- [The task]:
Each entry below should be output exactly, apart from its images.

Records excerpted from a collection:
<<<<

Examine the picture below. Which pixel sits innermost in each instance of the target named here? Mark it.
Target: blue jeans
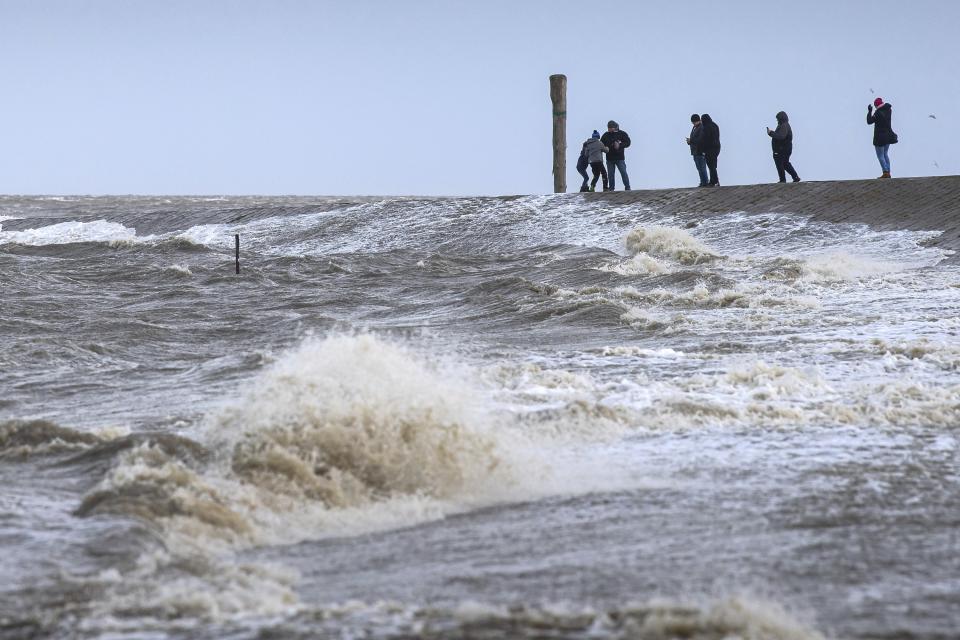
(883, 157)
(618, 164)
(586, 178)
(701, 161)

>>>>

- [Task solution]:
Examine the picture below. Which pixel sits innermost in each instance of the target named here? Mark it.
Target: blue jeans
(883, 157)
(618, 164)
(586, 178)
(701, 161)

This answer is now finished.